WORK REQUEST 1:
In the court decision on the sexual assault charge, retype everything from "REASONS FOR DECISION" down to "in December 2014." without changing a word.
WORK REQUEST 2:
List each distinct year mentioned in paragraphs [2] through [7] of the court decision on the sexual assault charge, in the order each first appears.
WORK REQUEST 3:
Carry on writing the court decision on the sexual assault charge from the point where it stops.

DOCUMENT EXCERPT:
*** Block opens ***
Court File and Parties
COURT FILE NO.: 14-6761
DATE: 2019/08/28
ONTARIO
SUPERIOR COURT OF JUSTICE
BETWEEN:
Her Majesty the Queen
– and –
H.E.
Counsel:
Kerry McVey, for the Crown
Paul Lewandowski, for the Accused
HEARD: June 24-28, 2019 (at Ottawa)
REASONS FOR DECISION
PARFETT J.
[1] For the reasons set out below, the charge of sexual assault against H.E. is dismissed.
Background
[2] The Accused, H.E. and the complainant, Z.S., were married in December, 1991. In the years that followed they had four children – three daughters and a son. Their daughters are now in their twenties and their son is 10 years old.
[3] The marriage ended in August 2013 and divorce proceedings were started in December 2014.
[4] In April 2014, Mr. H.E. was arrested on a charge of sexual assault.
[5] A great deal of time was spent in this trial on the history of the marriage. This background evidence provided an important context within which to assess the evidence of both witnesses.
[6] The parties do not have the same view of this marriage. From Ms. Z.S.’s perspective, it was an arranged marriage in which she had little, if any, say in any major decision. From Mr. H.E.’ perspective, it was a traditional marriage, but one in which he had great respect for his wife and she had considerable influence over any major decision.
[7] Both parties are in essential agreement that the marriage – however characterized – was not in any obvious difficulties until Mr. H.E. left Canada for Gaza in 2009 and was absent from the family for 20 months. It was upon his return in 2011 that the situation within the marriage turned sour and ultimately, the parties separated. The date of separation is disputed. Ms. Z.S. indicated that it occurred in January 2013, although Mr. H.E. did not leave the matrimonial home at that time. Mr. H.E. stated that the separation did not occur until August 2013 when he left the matrimonial home. He also indicated that in the family litigation documents the January date was used at Ms. Z.S.’s request.
*** Block closes ***
DATA SHOWN:
*** Block opens ***
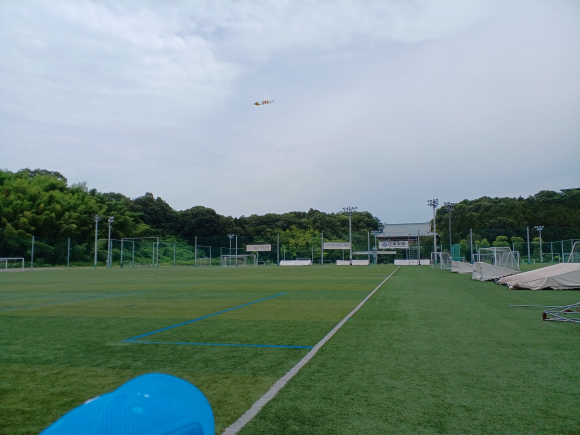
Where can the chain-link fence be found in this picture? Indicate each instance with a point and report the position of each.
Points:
(40, 252)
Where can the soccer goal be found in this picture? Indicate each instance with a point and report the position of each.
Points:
(241, 260)
(500, 257)
(494, 263)
(202, 255)
(441, 260)
(11, 263)
(575, 254)
(528, 261)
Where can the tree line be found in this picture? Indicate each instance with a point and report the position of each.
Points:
(42, 203)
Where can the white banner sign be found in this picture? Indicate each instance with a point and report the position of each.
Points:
(394, 245)
(258, 248)
(333, 245)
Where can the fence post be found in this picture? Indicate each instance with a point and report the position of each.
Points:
(32, 255)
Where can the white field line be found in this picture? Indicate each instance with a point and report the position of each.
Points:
(262, 401)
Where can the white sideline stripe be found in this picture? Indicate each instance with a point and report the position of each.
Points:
(262, 401)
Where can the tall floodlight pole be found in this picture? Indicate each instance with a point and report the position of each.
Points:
(375, 233)
(96, 218)
(231, 236)
(449, 206)
(110, 221)
(540, 228)
(434, 203)
(529, 258)
(349, 210)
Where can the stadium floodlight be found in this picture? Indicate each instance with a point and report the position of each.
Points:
(349, 210)
(539, 228)
(96, 218)
(110, 221)
(434, 203)
(449, 206)
(375, 233)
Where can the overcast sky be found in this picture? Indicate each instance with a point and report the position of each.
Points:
(377, 104)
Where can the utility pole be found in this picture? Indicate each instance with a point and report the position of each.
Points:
(434, 203)
(96, 218)
(231, 236)
(349, 210)
(110, 221)
(529, 258)
(375, 233)
(450, 206)
(540, 228)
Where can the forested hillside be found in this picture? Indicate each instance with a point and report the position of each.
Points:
(42, 203)
(557, 212)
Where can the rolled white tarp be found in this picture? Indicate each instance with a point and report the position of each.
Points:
(295, 263)
(360, 262)
(464, 267)
(563, 276)
(489, 272)
(354, 263)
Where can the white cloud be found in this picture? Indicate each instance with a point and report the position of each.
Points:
(376, 102)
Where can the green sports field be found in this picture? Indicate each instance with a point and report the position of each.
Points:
(430, 352)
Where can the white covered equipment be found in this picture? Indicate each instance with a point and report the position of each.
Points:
(298, 262)
(563, 276)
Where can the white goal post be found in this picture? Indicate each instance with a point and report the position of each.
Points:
(11, 263)
(241, 260)
(575, 253)
(441, 260)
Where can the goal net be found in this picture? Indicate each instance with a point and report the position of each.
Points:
(441, 260)
(500, 257)
(11, 263)
(494, 263)
(239, 260)
(575, 254)
(202, 255)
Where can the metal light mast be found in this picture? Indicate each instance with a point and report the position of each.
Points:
(449, 206)
(96, 218)
(540, 228)
(434, 203)
(349, 210)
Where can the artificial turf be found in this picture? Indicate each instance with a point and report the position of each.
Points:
(430, 352)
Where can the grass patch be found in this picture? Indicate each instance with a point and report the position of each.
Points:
(430, 352)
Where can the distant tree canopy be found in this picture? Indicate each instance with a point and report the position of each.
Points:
(41, 203)
(496, 219)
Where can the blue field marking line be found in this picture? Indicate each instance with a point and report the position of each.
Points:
(201, 318)
(70, 301)
(134, 339)
(222, 344)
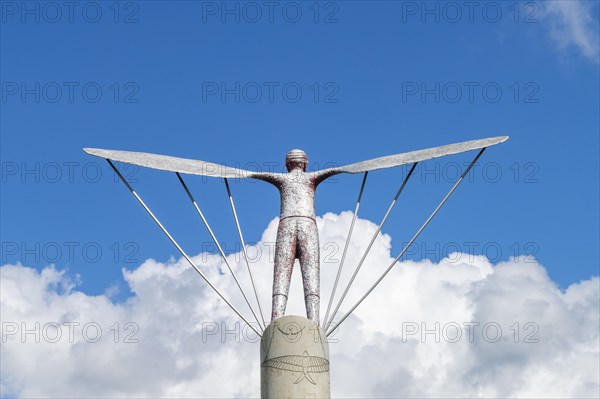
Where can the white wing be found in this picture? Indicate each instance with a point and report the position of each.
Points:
*** Block closes ***
WRITTEN REPLY 1:
REASONS FOR DECISION
PARFETT J.
[1] For the reasons set out below, the charge of sexual assault against H.E. is dismissed.
Background
[2] The Accused, H.E. and the complainant, Z.S., were married in December, 1991. In the years that followed they had four children – three daughters and a son. Their daughters are now in their twenties and their son is 10 years old.
[3] The marriage ended in August 2013 and divorce proceedings were started in December 2014.

WRITTEN REPLY 2:
1991
2013
2014
2009
2011

WRITTEN REPLY 3:
[8] Another area where the parties are in substantial agreement is that after Mr. H.E. suffered a serious car accident in 2003, the family began experiencing significant financial difficulties that contributed to no small degree to the end of the marriage. Mr. H.E.’ trip to Gaza was taken for the purpose of liquidating assets that he held there with his family. Unfortunately, his timing was poor and the real estate market was in disarray. Consequently, his siblings refused to agree to sell any of the jointly held real estate. The trip was supposed to alleviate the family’s financial difficulties and Mr. H.E.’ failure to bring home the much needed money contributed significantly to the demise of the marriage.
[9] The parties’ separation was initially relatively amicable, but that situation did not last long. By October 2013, Ms. Z.S. made it clear to Mr. H.E. that she did not want him communicating with the children and she was not permitting him to see the children.
[10] In December 2013, Ms. Z.S. filed an application with the family court, seeking among other things sole custody of the children, access to the children at her discretion, child and spousal support and a divorce. There was a case conference in February 2014 and access visits with the younger two children were organized. Ms. Z.S. did not comply with the specific provisions of that order and effectively, Mr. H.E.’ efforts to see his children were thwarted until a second court order was issued in August 2014. That court order dealt solely with access to the couple’s son.
[11] There is some disagreement about how long access lasted under the second order, but suffice to say that at some point after the order was issued, Ms. Z.S. insisted that access occur at a supervised access center and Mr. H.E. was not prepared to go along with that suggestion so he did not see his son for several years. His daughters have refused to see him since 2014.
[12] One area where there is significant disagreement with respect to the marriage is the issue of the parties’ sexual relations. Ms. Z.S. said that from the outset of the marriage she experienced pain during sexual intercourse. She indicated that she advised Mr. H.E. repeatedly of this fact and asked him to desist from sexual relations, at a minimum, until she had recovered from the pain. Ms. Z.S. testified that despite her requests, Mr. H.E. ignored her complaints and continued to insist on sexual relations.
[13] Mr. H.E. was adamant that his sexual relationship with Ms. Z.S. was always loving and respectful and that he never had non-consensual sex with Ms. Z.S.. Mr. H.E. stated there was never any suggestion made by Ms. Z.S. that she was experiencing any discomfort during sexual relations. In addition, he stated that when Ms. Z.S. indicated that she was not interested in sex, he respected her decision.
[14] It is important to note that both parties stated that discussion of sexual relations within a traditional marriage such as theirs was essentially taboo. They also agreed that such a subject would never be raised with someone outside the marriage.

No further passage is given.